What Is Carnitine Palmitoyltransferase II Deficiency?
Carnitine Palmitoyltransferase II (CPT II) deficiency, caused by mutations in the CPT2 gene, is an inherited disease in which the body cannot convert long-chain fatty acids into energy to fuel the body. There are three forms of the disease, and the severity and symptoms vary based on the form. In all three forms, symptoms can be triggered by periods without eating (fasting).
Lethal Neonatal Form
The lethal neonatal form of CPT II deficiency is the most severe form of the disease. Symptoms begin within days of birth and include liver failure, respiratory failure, problems with the heart muscle (cardiomyopathy), irregular heartbeat (arrhythmia), kidney disease, and brain abnormalities. Affected infants tend to experience metabolic crises involving low blood sugar and low blood ketones (hypoketotic hypoglycemia). Most infants with the lethal neonatal form of CPT II will pass away within the first year.
Severe Infantile Hepatocardiomuscular Form
Symptoms of the severe infantile hepatocardiomuscular form of CPT II deficiency usually begin between the ages of six months and two years. They include an enlarged liver (hepatomegaly), problems with the heart muscle, irregular heartbeat, seizures, low blood sugar, abdominal pain, headache, and muscle weakness in the arms and legs. Severe episodes of metabolic crises can be triggered by periods without eating and illness. Infants with this form of CPT II deficiency are at risk for damage to their liver and brain, and they are at risk of coma or sudden death.
■ ■ ■ ■
**About this exercise:** According to the text on CPT II deficiency, at what ages do symptoms of the severe infantile hepatocardiomuscular form usually begin? The records are separate material and have no connection to the text on CPT II deficiency.
■ ■ ■ ■
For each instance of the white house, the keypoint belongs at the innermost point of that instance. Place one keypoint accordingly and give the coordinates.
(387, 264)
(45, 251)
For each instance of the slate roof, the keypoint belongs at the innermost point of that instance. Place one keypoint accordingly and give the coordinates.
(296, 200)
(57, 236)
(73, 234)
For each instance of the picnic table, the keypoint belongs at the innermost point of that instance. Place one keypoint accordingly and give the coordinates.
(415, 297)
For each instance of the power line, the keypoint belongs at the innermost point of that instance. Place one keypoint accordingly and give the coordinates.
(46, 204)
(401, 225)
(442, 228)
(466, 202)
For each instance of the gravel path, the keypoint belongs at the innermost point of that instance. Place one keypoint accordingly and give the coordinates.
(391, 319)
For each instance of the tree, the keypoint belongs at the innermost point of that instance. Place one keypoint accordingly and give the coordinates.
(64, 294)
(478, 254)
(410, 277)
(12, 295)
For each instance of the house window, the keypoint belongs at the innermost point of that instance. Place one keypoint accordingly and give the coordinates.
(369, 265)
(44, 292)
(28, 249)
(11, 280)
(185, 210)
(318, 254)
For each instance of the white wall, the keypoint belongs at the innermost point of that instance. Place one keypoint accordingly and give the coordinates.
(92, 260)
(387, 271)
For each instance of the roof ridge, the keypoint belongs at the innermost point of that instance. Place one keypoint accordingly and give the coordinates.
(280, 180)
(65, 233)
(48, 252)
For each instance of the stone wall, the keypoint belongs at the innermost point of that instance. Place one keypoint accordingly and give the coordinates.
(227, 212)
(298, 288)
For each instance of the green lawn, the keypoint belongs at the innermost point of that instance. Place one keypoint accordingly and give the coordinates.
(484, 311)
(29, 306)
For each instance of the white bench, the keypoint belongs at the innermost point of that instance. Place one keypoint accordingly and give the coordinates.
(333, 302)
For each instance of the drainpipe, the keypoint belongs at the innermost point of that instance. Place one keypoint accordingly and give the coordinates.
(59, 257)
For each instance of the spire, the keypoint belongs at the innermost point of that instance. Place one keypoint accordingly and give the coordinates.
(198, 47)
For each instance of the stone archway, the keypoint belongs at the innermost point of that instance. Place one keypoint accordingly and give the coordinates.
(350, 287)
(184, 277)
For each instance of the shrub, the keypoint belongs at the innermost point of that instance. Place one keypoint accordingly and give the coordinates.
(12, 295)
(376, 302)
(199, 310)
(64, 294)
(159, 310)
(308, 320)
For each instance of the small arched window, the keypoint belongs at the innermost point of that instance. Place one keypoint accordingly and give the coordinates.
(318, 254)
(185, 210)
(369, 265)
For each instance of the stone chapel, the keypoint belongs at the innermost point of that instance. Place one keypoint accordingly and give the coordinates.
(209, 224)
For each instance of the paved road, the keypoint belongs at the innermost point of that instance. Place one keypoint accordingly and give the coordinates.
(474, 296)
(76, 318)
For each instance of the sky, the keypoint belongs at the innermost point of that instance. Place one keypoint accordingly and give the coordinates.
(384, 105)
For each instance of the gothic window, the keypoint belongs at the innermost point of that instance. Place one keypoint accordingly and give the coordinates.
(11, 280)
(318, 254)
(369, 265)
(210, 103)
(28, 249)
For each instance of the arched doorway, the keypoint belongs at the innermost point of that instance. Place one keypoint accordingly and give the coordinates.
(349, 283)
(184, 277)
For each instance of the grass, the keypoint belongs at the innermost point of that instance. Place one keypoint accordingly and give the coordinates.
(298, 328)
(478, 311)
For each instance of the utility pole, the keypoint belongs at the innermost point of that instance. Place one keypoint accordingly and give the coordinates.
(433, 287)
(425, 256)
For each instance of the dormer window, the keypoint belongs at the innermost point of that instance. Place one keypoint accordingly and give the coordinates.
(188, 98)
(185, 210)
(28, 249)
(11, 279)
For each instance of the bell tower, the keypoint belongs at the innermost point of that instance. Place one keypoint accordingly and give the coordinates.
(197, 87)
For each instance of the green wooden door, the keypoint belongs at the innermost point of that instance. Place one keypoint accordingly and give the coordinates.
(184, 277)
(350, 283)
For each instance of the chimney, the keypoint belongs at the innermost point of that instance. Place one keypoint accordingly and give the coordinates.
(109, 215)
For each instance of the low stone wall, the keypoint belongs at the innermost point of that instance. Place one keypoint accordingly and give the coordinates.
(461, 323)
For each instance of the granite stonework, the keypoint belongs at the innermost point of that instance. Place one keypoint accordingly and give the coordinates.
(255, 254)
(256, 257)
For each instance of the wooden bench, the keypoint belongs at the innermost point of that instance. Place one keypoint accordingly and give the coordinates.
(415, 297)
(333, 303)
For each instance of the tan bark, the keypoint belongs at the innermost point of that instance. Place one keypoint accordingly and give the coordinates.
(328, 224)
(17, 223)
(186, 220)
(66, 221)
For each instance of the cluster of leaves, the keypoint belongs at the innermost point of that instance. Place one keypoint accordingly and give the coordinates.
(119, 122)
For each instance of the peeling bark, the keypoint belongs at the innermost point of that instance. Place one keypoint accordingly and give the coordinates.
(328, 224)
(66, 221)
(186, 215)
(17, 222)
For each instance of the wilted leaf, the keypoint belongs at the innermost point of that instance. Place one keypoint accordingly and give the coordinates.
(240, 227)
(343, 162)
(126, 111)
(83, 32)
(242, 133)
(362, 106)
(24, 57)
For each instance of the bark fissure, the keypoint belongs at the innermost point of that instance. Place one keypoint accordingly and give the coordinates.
■ ■ ■ ■
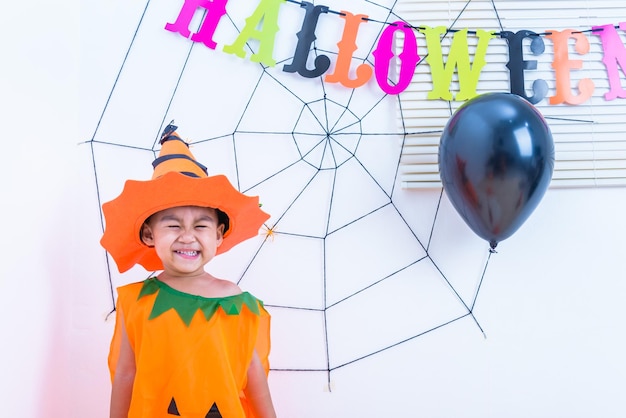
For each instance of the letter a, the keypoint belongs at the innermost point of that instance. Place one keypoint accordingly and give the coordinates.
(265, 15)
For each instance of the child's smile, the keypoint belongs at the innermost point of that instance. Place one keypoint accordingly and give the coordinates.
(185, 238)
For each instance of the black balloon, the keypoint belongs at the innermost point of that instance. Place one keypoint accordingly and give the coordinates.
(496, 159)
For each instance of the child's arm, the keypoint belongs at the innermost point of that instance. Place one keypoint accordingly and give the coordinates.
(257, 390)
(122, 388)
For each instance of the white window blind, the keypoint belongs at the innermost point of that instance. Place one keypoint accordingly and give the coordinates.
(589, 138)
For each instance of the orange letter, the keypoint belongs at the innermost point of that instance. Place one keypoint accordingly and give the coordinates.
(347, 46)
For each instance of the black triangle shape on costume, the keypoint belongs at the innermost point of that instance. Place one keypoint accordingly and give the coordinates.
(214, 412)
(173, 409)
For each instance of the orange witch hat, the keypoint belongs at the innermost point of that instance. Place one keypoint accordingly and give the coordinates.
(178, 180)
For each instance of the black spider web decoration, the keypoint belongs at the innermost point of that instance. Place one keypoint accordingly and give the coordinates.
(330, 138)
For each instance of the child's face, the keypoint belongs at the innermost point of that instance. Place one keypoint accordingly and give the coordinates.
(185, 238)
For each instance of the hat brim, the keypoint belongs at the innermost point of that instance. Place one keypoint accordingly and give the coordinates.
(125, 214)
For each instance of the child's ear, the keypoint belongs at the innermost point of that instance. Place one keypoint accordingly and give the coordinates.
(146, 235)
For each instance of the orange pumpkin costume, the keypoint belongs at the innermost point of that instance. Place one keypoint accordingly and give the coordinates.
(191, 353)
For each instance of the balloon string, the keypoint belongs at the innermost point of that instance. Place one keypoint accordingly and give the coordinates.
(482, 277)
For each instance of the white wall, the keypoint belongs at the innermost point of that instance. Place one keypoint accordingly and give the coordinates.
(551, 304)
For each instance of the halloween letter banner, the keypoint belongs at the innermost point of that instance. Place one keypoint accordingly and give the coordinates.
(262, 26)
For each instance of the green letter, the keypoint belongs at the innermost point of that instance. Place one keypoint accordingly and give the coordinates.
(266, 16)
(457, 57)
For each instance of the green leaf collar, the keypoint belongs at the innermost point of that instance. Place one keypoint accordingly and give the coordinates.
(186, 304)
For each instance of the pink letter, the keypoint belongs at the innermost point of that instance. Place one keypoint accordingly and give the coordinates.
■ ■ ■ ■
**Your solution:** Between the ages of six months and two years.